• Sobre a tarefa:
Transcreva fielmente, do texto sobre Schopenhauer e Freud, o trecho que vai de "Por falar nisso, o" até "Estou resumindo, claro.".

==== Trecho do texto ====

Laurence Bittencourt Leite, jornalista
Shopenhauer foi o sujeito que disse que o mundo, entenda bem, é uma representação do que temos na nossa mente. O mundo é uma representação mental, disse ele. O mundo é aquilo que minha mente vê e crê. Isso dito pela primeira vez, soou tão original quanto a descoberta freudiana de que toda construção humana, material e não material, é uma sublimação de um desejo sexual infantil irrealizado. Mas a idéia de Freud é muito mais profunda.
Por falar nisso, o próprio Freud quando lhe disseram após a sua descoberta da pulsão (que alguns chamam erroneamente de instinto, que pertence ao reino animal) de morte, que sua teoria em muito era uma cópia da teoria de Shopenhauer, ele apenas acrescentou que não tinha recebido nenhuma influência direta porque não tinha lido o alemão o suficiente. Aqui, na frase de Freud, está exposta a teoria da influência do crítico literário americano Harold Bloom, que ele intitulou de angústia da influência. Estou resumindo, claro.

==== Dados exibidos ====

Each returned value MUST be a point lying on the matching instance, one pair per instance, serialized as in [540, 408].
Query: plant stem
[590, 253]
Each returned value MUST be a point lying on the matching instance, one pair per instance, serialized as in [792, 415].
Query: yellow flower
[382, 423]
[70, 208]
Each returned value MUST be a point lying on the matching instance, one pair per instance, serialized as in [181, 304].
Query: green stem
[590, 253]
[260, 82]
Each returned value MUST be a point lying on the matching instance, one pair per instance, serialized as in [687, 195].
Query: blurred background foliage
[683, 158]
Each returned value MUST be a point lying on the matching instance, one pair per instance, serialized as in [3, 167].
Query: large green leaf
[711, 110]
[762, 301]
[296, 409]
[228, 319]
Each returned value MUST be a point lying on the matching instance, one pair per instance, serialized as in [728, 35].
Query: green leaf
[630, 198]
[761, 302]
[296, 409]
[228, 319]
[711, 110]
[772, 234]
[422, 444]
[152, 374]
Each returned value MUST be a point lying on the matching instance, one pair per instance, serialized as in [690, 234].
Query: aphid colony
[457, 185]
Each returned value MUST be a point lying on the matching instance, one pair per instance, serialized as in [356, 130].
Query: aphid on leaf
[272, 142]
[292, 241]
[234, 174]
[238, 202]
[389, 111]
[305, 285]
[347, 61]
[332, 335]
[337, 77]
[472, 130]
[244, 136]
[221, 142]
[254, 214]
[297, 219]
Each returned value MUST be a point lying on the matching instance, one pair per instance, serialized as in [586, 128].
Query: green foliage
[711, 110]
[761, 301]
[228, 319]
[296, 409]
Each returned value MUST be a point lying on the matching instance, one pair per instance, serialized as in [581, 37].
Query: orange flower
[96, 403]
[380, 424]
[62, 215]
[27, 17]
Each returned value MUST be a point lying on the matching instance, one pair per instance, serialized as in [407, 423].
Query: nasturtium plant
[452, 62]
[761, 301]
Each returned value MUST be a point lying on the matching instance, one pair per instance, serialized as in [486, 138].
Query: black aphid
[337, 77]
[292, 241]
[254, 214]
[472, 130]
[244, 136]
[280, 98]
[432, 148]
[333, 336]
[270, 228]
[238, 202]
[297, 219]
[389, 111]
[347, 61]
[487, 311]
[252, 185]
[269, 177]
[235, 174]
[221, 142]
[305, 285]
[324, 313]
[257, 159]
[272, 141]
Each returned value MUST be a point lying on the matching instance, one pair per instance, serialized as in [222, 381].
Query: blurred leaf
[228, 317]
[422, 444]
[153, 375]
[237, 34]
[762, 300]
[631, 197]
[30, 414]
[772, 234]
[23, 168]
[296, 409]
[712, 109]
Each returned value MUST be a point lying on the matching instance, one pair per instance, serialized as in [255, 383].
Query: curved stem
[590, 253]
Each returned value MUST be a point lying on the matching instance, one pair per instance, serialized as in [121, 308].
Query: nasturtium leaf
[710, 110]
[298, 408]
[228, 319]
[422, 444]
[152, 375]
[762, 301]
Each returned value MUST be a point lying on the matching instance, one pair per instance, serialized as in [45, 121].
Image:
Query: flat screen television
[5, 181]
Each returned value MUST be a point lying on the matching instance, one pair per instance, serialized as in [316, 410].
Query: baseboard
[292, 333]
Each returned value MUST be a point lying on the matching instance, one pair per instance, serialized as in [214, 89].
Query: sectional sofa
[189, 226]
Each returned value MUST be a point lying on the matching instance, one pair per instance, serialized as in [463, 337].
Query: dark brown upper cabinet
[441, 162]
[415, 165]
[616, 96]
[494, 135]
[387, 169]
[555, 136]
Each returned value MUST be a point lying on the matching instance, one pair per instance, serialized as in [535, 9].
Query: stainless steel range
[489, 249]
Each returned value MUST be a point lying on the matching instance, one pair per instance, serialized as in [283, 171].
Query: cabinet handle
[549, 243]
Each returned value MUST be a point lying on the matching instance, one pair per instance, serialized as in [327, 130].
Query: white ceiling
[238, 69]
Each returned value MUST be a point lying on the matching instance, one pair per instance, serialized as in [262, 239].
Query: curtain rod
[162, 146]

====

• Resultado:
Por falar nisso, o próprio Freud quando lhe disseram após a sua descoberta da pulsão (que alguns chamam erroneamente de instinto, que pertence ao reino animal) de morte, que sua teoria em muito era uma cópia da teoria de Shopenhauer, ele apenas acrescentou que não tinha recebido nenhuma influência direta porque não tinha lido o alemão o suficiente. Aqui, na frase de Freud, está exposta a teoria da influência do crítico literário americano Harold Bloom, que ele intitulou de angústia da influência. Estou resumindo, claro.